[Provided passage]
=-=-=-=-=
For companies with operations in more than one location, there’s often a need to move employees between operations, be it for short business trips or for longer term work arrangements. This can, however, create tax risk. There are also transfer pricing tax risks that should be considered.
Transfer pricing (TP) relates to the setting of the price for goods and services that are sold between controlled (or related) legal entities within an enterprise, for example a parent company and its subsidiaries. TP principles govern how all transactions are accounted for, and how profit is distributed, depending on the transaction value created by each entity.
“When drafting a transfer pricing policy, the last thing a person would think about is the people tax risks,” says De Risi. “Why would you, when transfer pricing is all about fairly allocating profits among the various entities within a multinational organisation? Personal tax risks, on the other hand, relate to the tax exposures of, or created by, individuals. However, while a transfer pricing policy is not designed to address or mitigate individual tax risks, international tax managers should not lose sight of the people aspects as part of their holistic approach to managing the overall tax risk of their cross-border operations.”
Potential people-related tax and regulatory risks related to TP
Hewson suggests that the first TP-related tax risk that might come to mind relating to the movement of people is the corporate tax risk of creating a permanent establishment (PE).
In simple terms, a PE is a fixed place of business where a company conducts its operations in a foreign country. Establishment of a PE can expose the company to local tax laws and regulations. Companies need to therefore be cautious of unintentionally establishing PE when moving people between countries.
Beyond this, De Risi says there are also several personal tax considerations linked to PEs that businesses need to be aware of:
- Legal status of employees: ensuring that employees are in possession of a valid work or residence visa is essential. Each country has its own set of possible visa types and procedures that need to be complied with. Failure to comply is not only a risk to the employees themselves, but also to the company – both from a reputational and governance perspective.
- Employment taxes: companies need to abide by the laws of both the country where their employees are working and the country where their head office is located. The compliance requirements may vary significantly from one country to another, leading to increased complexity and potential errors. International companies moving employees across borders face various compliance issues related to employment taxation, from the need to set up a payroll to effect income tax and social security withholding, to the local or head office tax authorities. This can also extend to the need to register for associated levies and to comply with mandatory reporting, placing an enormous administrative burden on companies.
=-=-=-=-=
[Data for analysis]
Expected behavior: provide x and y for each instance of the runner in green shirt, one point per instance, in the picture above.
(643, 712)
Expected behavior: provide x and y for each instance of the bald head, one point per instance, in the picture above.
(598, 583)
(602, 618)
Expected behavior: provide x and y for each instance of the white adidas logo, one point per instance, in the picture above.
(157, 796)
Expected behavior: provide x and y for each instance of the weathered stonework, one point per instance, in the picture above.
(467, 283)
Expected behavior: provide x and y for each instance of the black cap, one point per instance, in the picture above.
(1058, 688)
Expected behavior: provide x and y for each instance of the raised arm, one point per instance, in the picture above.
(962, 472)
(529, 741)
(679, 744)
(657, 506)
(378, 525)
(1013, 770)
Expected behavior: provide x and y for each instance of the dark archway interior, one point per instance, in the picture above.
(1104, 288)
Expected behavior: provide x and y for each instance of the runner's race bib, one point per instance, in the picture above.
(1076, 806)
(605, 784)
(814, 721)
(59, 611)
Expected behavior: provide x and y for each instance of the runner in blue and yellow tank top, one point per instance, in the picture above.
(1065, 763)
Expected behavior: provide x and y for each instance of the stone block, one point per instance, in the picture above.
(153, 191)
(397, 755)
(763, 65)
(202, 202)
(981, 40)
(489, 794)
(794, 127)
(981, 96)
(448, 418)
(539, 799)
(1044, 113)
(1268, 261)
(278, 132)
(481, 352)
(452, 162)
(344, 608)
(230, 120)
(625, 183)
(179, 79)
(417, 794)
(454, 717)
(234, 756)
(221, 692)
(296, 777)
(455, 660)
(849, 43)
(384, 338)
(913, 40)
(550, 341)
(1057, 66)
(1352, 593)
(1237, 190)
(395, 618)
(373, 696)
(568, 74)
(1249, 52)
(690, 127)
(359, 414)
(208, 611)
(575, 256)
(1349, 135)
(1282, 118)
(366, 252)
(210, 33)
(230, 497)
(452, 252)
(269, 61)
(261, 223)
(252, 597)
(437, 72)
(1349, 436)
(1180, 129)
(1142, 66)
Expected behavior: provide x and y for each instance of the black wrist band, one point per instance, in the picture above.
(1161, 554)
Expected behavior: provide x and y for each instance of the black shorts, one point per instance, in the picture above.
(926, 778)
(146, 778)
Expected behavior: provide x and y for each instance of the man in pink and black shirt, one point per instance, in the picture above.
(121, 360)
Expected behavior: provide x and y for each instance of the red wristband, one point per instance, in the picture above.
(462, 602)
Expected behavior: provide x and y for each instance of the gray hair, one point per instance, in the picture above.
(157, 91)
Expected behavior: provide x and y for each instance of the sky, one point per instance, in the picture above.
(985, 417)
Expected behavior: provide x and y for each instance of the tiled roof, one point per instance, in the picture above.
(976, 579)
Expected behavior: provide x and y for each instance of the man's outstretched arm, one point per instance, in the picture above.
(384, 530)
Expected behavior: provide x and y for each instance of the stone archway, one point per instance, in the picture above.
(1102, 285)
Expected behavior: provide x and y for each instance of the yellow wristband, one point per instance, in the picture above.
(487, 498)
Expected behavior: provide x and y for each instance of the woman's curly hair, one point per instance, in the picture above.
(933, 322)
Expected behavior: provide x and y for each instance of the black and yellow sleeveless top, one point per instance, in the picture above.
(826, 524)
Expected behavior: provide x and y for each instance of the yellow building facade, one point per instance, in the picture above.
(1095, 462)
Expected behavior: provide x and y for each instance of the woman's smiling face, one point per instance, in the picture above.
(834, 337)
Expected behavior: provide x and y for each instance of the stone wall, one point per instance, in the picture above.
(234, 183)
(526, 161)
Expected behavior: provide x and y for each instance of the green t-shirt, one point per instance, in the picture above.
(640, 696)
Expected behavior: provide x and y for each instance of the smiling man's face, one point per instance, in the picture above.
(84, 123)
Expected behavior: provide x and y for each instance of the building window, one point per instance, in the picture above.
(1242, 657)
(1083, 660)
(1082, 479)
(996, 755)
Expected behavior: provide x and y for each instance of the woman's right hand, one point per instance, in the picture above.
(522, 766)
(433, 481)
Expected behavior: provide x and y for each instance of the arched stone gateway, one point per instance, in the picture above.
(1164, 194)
=-=-=-=-=
[Problems to work on]
**A)** In the transfer pricing passage:
(i) What is a permanent establishment, in simple terms?
(ii) Who suggests that the first TP-related tax risk linked to moving people is creating a permanent establishment?
(iii) What must employees be in possession of for their legal status to be in order?
**B)** Retype the transfer pricing passage from "In simple terms, a" to "and governance perspective.".

[Numbered answers]
**A)**
(i) A fixed place of business where a company conducts its operations in a foreign country.
(ii) Hewson.
(iii) A valid work or residence visa.

**B)**
In simple terms, a PE is a fixed place of business where a company conducts its operations in a foreign country. Establishment of a PE can expose the company to local tax laws and regulations. Companies need to therefore be cautious of unintentionally establishing PE when moving people between countries.
Beyond this, De Risi says there are also several personal tax considerations linked to PEs that businesses need to be aware of:
- Legal status of employees: ensuring that employees are in possession of a valid work or residence visa is essential. Each country has its own set of possible visa types and procedures that need to be complied with. Failure to comply is not only a risk to the employees themselves, but also to the company – both from a reputational and governance perspective.